-- Exercise requirements --
Go through the records below and write each one out again unchanged.

-- Data provided --
-------------------------

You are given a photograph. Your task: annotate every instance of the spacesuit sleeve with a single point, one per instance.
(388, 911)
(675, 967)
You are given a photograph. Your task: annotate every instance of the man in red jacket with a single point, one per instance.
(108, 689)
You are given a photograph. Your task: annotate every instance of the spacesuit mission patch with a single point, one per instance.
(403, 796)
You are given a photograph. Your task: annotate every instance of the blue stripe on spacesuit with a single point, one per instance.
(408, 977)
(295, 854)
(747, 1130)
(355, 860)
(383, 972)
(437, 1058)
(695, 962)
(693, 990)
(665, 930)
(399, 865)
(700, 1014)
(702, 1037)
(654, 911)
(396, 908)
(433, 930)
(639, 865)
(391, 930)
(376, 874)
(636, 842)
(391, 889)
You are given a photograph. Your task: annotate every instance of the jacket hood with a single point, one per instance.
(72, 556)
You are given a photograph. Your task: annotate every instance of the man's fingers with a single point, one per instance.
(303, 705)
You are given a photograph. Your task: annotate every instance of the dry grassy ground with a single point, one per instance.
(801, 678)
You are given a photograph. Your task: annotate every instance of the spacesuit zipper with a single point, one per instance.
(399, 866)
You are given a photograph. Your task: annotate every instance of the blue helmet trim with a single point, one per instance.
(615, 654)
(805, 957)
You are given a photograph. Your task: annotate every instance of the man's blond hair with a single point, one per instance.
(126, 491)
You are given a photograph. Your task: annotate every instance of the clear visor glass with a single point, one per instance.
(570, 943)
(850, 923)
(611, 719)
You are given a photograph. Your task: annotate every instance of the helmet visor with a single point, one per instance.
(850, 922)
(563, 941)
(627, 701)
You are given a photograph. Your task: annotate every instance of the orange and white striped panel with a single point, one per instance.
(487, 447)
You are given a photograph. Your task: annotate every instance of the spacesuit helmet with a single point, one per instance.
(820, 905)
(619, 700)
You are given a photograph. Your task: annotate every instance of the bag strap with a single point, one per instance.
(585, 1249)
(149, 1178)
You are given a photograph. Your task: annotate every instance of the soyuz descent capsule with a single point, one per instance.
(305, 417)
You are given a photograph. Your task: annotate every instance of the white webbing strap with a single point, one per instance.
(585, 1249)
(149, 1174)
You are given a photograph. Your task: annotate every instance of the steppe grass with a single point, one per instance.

-------------------------

-- Task response --
You are given a photograph. Your task: annotate every instance of the spacesuit sleeve with a single point, one per instance.
(388, 911)
(675, 967)
You are given a photograph. Your task: annotate every instance of the man in red jacket with a single point, one per instance.
(108, 689)
You are given a photograph. Your task: annotate every instance of the spacesuit mission patch with a single point, one per instance.
(403, 796)
You are given a photograph. Your task: annotate every instance of the blue stripe on spacesuit with a single point, one per instance.
(408, 977)
(295, 854)
(747, 1130)
(355, 860)
(383, 972)
(437, 1058)
(695, 962)
(693, 990)
(665, 930)
(399, 865)
(700, 1014)
(702, 1037)
(654, 911)
(396, 908)
(433, 930)
(639, 865)
(391, 930)
(376, 874)
(636, 842)
(391, 889)
You are given a photograph. Your task: annotate every instance of the jacket hood with a single point, one per instance.
(72, 556)
You are given a photograph. Your task: annotate every instance of the man's fingers with a single point, one per instance.
(303, 705)
You are given a photograph. Your task: annotate every instance of the dry grassy ground with a single point, one per instance.
(801, 678)
You are given a photograph. Your task: annotate every instance of the spacesuit zipper with a single point, one per instance.
(399, 866)
You are given a photograph. Your task: annotate every instance of the blue helmet trim with a single point, one per instance.
(615, 654)
(805, 957)
You are given a photograph. Your task: annotate every instance of the man's blond hair with a single point, one per instance.
(126, 491)
You are given a photograph. Your task: annotate every instance of the clear visor glass with a single point, one per instance.
(570, 943)
(850, 923)
(611, 719)
You are given a photograph. Your task: annotate every instance of the helmet visor with a single point, one per instance.
(850, 922)
(563, 941)
(627, 701)
You are given a photograph. Your task: annotate every instance of the orange and white striped panel with a single point, one per instance.
(487, 447)
You are given a photograph. Your task: annotate every instance of the spacesuit helmet with a single point, one per instance.
(820, 905)
(619, 700)
You are given a photograph. Your task: annotate every instance of the bag strap with a single point, one per instance.
(585, 1249)
(149, 1178)
You are given a photograph. Your task: annotate every instance of the soyuz descent capsule with a single point, one per instance.
(305, 417)
You are given a photograph. Your task: annotate every instance of the white webbing strap with a single point, one per instance.
(585, 1249)
(149, 1174)
You are given a photograph. Your task: annotate every instance of the steppe grass with a single point, one per instance.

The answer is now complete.